* **Exercise instructions**
Only the lines of the data holding the string "stupa" need to be returned.

*** Material provided ***

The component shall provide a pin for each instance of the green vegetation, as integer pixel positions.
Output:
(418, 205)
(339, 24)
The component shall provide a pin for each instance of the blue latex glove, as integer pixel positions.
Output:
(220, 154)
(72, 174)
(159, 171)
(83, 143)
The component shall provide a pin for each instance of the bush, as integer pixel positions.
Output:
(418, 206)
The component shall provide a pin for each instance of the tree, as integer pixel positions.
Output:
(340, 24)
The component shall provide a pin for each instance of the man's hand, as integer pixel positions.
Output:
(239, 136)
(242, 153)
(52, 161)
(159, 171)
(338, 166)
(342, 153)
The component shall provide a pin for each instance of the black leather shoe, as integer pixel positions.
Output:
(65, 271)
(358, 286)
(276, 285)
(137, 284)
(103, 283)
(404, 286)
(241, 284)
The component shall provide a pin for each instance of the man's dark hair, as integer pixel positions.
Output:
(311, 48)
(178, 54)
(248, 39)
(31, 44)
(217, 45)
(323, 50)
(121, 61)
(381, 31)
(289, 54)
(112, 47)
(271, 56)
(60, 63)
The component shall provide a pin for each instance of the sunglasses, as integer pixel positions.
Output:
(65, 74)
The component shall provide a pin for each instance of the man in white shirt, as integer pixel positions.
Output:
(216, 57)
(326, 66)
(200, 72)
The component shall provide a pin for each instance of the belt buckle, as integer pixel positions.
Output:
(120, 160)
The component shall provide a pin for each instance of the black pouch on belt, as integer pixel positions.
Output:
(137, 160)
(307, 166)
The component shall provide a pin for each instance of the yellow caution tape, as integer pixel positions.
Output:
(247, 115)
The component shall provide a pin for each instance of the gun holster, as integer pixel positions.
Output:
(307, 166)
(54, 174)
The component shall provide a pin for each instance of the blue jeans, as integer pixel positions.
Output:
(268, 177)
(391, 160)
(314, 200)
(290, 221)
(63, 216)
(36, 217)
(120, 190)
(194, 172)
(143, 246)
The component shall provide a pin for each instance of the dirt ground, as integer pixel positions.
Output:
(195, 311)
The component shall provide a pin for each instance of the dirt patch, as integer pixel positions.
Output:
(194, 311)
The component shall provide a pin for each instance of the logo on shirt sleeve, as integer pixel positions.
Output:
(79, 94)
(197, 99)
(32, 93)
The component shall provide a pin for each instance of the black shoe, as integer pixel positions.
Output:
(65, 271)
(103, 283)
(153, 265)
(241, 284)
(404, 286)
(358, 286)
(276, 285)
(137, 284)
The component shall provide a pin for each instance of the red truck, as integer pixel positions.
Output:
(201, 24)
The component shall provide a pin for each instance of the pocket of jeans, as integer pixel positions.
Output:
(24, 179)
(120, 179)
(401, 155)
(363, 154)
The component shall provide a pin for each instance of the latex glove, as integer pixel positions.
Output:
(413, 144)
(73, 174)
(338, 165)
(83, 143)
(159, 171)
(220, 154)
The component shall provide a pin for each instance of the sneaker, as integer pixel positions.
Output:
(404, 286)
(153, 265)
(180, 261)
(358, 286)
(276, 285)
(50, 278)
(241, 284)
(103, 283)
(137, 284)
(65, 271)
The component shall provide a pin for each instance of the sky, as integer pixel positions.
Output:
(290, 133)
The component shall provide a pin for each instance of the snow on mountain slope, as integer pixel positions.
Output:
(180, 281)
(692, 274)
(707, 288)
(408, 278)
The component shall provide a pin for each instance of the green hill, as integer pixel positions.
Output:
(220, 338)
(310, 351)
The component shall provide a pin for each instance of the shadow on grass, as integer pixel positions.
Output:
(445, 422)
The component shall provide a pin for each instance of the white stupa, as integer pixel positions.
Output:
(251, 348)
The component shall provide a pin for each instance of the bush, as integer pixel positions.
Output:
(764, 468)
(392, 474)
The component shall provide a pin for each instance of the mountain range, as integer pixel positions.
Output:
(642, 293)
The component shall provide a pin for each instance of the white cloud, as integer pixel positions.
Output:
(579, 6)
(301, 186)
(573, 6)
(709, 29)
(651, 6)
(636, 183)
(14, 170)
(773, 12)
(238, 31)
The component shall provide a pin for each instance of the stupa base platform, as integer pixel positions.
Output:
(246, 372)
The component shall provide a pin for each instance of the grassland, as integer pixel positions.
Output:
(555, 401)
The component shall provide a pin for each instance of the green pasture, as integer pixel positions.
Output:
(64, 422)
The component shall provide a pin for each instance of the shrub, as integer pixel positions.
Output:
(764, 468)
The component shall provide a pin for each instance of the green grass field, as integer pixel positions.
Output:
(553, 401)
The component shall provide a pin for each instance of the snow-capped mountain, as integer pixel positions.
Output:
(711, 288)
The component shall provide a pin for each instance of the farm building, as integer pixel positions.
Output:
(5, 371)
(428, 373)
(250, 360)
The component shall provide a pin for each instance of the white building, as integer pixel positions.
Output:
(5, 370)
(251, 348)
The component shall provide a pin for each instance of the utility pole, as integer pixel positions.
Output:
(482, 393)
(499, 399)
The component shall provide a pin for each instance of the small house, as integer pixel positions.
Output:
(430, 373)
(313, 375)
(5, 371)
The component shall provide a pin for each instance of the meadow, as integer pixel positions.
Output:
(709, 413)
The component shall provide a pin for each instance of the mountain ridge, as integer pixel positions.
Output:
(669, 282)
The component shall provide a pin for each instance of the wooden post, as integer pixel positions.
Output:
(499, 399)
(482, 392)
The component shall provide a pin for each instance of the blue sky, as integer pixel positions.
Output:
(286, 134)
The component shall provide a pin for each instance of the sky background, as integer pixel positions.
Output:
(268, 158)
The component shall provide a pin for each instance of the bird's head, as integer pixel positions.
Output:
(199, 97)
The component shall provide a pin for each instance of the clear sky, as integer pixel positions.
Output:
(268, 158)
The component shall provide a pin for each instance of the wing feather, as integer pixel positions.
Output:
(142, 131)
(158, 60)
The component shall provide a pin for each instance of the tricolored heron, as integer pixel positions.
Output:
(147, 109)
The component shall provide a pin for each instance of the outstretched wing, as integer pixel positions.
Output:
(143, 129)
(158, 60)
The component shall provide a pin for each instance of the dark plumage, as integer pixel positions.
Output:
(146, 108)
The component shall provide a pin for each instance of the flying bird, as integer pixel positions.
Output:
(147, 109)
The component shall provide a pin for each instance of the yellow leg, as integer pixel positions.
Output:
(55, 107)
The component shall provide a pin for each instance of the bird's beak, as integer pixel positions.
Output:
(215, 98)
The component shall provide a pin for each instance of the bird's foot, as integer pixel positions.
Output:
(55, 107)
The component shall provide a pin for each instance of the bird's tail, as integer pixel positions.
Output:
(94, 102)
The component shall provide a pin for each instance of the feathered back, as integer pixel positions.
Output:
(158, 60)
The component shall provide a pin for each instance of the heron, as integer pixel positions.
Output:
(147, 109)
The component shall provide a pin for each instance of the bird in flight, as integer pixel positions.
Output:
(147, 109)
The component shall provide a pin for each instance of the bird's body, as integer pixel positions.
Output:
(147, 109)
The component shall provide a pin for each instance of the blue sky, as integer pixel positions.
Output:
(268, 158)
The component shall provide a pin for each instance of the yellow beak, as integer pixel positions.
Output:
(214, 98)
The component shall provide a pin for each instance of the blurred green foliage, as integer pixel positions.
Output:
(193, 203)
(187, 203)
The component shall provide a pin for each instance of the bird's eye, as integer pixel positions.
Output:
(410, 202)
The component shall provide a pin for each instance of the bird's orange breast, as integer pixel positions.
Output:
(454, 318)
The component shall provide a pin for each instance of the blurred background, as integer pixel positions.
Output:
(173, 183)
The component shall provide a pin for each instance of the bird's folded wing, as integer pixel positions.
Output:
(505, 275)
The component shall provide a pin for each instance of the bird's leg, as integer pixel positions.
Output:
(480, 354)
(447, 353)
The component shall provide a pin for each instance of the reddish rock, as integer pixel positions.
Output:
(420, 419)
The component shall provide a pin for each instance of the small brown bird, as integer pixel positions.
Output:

*** End of Material provided ***

* **Output of the task**
The component shall provide a pin for each instance of the white stupa, as integer pixel positions.
The component shall provide a pin for each instance of the stupa base platform, as integer pixel positions.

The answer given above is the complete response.